__What you will do__:
Reproduce every one of the records below line for line, changing nothing.

__Input rows__:
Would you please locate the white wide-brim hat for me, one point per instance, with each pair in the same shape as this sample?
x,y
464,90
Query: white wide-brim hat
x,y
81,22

__Written response__:
Would you please locate the white wide-brim hat for me, one point per instance, with each pair in the same shape as this sample?
x,y
464,90
Query: white wide-brim hat
x,y
81,22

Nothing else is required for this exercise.